## Task statement
Nothing belongs in the answer except the lines of the material that include "saddle".

## Given entries
----------

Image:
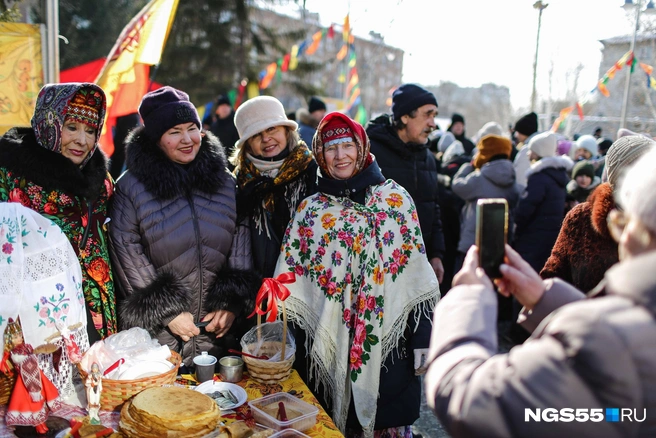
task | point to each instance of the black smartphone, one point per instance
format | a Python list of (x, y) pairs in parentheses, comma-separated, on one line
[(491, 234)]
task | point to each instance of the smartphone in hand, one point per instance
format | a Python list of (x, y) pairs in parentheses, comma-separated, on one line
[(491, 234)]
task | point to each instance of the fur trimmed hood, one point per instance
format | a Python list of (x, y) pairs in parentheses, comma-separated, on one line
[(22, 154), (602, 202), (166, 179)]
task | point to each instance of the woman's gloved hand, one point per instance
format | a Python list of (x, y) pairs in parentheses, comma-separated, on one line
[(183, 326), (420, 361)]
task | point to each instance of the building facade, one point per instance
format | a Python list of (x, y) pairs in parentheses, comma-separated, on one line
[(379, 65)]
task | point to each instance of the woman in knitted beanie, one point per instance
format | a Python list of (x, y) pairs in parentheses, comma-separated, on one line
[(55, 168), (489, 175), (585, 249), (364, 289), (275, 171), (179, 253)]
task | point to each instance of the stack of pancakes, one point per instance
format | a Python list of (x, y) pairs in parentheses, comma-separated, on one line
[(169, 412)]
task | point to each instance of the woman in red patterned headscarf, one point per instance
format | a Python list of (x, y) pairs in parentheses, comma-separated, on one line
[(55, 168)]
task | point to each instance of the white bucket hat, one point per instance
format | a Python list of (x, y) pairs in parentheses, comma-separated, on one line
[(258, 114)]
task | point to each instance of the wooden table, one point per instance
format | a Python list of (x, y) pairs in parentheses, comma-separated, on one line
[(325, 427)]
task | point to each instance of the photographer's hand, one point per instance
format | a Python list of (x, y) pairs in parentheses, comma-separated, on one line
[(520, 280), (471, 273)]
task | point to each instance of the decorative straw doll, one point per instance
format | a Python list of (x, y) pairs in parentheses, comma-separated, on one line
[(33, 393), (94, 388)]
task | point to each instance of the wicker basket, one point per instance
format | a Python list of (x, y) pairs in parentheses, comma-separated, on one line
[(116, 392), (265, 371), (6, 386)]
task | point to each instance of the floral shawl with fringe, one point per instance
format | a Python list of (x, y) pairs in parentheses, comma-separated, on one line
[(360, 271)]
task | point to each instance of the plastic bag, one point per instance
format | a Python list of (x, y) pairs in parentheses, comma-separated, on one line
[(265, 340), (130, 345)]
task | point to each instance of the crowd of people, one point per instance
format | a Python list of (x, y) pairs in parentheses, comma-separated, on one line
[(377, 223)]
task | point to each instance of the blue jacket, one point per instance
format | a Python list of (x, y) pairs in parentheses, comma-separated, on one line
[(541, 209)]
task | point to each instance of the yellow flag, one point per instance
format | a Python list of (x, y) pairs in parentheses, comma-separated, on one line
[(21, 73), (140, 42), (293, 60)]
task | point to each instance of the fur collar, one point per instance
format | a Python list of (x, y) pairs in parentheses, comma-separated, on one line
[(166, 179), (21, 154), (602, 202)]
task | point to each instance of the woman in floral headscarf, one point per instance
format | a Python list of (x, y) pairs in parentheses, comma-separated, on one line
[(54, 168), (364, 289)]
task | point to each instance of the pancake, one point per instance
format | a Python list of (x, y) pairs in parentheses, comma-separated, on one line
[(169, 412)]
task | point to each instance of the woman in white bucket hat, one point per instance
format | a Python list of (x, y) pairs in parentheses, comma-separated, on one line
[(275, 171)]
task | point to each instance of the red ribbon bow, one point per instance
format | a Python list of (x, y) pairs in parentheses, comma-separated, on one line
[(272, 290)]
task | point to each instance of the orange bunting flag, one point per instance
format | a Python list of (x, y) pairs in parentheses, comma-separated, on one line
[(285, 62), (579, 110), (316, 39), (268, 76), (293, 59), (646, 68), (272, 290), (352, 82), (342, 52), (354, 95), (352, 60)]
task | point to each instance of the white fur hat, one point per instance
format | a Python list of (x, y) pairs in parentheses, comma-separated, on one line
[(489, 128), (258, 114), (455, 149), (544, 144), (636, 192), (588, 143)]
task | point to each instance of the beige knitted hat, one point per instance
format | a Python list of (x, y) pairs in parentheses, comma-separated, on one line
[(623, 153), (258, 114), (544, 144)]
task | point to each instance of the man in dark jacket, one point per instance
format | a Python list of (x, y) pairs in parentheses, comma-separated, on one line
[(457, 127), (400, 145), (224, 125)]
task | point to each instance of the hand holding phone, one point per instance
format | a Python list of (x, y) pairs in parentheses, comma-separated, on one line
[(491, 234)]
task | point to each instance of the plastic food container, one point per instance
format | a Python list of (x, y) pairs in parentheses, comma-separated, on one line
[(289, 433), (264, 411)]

----------

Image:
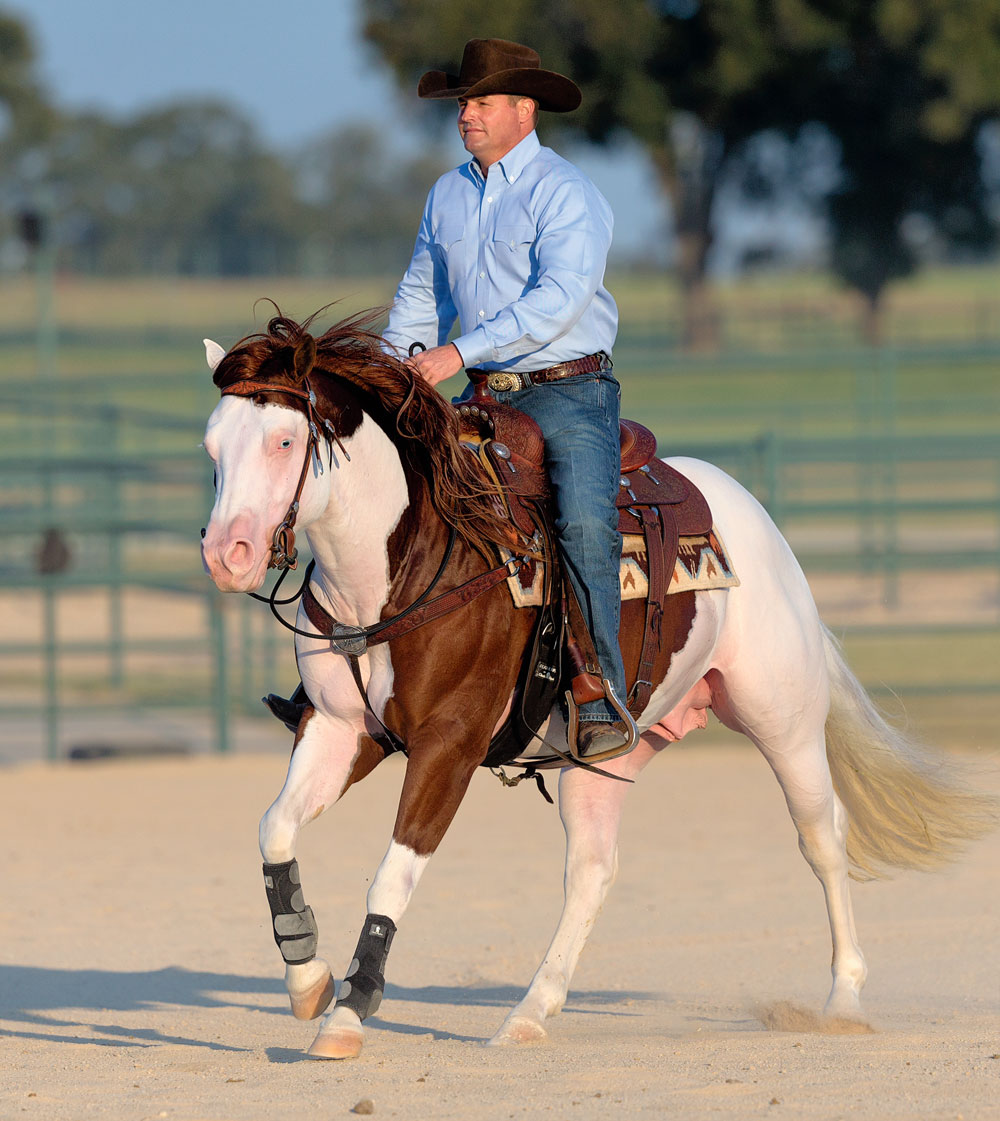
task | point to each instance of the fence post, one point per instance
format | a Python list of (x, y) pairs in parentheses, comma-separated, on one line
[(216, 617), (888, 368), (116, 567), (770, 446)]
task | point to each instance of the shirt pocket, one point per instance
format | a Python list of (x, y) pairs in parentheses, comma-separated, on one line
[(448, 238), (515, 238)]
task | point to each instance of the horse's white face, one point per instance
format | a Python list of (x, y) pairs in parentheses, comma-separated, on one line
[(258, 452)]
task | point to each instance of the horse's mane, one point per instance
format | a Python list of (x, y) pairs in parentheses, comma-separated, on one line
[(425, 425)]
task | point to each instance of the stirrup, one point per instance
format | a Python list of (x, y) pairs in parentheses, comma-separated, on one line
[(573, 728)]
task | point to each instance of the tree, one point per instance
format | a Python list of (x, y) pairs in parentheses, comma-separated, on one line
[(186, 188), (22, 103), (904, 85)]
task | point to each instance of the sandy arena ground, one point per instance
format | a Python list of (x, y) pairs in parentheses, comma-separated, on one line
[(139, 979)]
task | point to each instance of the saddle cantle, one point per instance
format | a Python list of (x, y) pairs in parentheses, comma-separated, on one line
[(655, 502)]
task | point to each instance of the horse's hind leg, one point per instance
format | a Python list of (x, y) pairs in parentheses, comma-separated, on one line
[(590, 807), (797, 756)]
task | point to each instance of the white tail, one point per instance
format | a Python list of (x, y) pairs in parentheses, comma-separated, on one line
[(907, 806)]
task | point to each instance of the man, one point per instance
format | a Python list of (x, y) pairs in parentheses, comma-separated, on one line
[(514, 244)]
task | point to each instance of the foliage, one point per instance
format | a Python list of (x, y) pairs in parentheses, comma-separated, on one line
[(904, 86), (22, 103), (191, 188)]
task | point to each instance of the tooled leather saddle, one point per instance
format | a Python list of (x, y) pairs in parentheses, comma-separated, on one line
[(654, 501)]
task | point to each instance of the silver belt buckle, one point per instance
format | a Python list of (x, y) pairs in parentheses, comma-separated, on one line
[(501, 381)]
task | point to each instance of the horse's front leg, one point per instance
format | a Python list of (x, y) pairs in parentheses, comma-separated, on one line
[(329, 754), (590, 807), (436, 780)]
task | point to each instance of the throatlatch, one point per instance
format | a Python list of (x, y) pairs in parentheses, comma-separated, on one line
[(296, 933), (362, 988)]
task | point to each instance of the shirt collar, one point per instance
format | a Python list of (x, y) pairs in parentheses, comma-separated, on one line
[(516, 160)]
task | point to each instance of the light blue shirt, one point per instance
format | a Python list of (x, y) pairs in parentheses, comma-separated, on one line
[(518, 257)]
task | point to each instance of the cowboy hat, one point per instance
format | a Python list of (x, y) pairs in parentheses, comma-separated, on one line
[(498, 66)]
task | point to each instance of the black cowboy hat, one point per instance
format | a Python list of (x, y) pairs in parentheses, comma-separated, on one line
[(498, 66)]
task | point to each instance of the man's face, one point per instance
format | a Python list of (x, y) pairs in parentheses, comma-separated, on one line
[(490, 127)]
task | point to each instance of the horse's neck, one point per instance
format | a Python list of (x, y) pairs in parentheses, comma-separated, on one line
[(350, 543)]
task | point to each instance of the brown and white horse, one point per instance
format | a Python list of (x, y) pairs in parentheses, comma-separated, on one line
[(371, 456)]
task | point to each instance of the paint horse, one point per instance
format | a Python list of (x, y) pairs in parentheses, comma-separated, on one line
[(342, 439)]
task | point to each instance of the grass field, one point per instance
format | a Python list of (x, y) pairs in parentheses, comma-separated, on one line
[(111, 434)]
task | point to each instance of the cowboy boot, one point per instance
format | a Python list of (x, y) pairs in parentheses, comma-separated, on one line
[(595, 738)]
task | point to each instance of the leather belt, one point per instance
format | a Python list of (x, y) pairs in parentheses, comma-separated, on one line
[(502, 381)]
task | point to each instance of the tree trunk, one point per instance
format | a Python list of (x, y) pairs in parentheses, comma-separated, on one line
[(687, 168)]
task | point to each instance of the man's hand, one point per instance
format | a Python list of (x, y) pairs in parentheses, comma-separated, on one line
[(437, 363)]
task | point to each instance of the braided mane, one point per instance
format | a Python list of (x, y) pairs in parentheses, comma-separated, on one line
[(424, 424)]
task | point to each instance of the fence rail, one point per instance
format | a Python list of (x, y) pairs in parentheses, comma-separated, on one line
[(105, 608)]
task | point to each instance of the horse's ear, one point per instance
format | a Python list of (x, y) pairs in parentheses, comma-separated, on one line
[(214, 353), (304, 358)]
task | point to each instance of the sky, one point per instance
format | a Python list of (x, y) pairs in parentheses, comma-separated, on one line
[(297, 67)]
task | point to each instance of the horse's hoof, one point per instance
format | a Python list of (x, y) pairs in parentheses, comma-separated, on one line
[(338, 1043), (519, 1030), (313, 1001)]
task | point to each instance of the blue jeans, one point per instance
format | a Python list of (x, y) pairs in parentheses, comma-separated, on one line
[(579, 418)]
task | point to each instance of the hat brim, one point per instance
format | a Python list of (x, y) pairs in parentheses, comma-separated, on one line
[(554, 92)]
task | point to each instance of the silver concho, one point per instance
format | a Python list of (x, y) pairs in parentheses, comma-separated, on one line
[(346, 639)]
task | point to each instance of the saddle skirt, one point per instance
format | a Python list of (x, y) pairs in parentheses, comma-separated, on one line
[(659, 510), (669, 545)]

----------

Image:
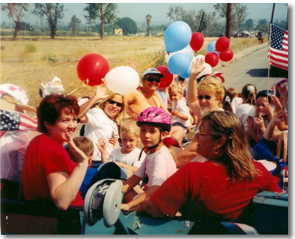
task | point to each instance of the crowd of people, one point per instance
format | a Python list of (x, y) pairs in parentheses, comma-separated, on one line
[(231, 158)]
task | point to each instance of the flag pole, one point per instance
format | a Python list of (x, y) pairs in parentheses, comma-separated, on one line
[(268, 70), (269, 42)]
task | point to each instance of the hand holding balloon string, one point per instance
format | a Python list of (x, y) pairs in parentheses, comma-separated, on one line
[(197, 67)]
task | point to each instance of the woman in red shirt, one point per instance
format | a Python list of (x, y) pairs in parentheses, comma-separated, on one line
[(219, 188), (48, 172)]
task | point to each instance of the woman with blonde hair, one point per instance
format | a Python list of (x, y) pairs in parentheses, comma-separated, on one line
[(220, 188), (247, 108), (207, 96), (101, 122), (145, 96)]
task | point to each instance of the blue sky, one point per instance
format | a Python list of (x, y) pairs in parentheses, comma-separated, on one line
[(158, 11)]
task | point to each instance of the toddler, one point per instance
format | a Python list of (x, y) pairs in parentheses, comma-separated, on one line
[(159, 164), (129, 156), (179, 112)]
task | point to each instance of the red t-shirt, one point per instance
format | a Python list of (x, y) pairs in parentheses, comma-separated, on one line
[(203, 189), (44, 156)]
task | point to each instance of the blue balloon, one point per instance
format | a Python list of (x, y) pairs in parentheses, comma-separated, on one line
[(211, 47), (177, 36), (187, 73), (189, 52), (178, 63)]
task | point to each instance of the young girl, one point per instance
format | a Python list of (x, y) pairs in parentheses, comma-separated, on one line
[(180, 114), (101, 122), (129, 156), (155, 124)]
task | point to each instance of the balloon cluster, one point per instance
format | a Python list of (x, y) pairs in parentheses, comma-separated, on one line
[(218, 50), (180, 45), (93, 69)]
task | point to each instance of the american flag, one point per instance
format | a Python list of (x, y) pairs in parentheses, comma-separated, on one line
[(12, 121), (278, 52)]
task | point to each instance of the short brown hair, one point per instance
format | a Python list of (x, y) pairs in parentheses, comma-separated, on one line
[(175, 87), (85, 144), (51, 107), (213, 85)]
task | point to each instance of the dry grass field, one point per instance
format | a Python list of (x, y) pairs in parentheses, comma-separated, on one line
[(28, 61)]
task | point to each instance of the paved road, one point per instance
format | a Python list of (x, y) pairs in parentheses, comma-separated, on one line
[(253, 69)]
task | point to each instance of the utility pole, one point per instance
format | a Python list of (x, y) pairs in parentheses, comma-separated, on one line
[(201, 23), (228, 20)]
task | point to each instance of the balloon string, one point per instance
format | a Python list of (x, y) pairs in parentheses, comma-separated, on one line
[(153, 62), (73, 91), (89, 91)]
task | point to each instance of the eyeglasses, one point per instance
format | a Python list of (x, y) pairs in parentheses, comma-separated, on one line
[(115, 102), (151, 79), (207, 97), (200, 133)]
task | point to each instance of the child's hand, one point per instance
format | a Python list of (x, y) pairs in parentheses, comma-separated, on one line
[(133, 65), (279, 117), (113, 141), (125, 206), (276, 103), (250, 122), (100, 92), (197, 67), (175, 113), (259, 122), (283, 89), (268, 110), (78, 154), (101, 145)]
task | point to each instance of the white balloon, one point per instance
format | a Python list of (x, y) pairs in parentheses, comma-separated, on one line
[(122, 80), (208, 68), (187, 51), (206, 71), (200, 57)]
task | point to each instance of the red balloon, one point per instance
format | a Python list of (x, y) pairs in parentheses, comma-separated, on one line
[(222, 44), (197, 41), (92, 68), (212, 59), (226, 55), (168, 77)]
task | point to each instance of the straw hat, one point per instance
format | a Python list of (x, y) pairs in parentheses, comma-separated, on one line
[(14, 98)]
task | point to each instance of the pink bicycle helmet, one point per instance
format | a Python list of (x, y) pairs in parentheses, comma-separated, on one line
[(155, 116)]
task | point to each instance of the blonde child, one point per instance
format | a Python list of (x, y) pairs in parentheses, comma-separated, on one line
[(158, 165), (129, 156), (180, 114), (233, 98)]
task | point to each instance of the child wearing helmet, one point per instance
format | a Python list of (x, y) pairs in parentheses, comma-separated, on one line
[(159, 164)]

----------

## Written answer
task | point to each instance of the saddle cantle, one point per instance
task | point to each instance of the tooled leather saddle, one point per instance
task | point to each instance of the saddle skirt, one point per instance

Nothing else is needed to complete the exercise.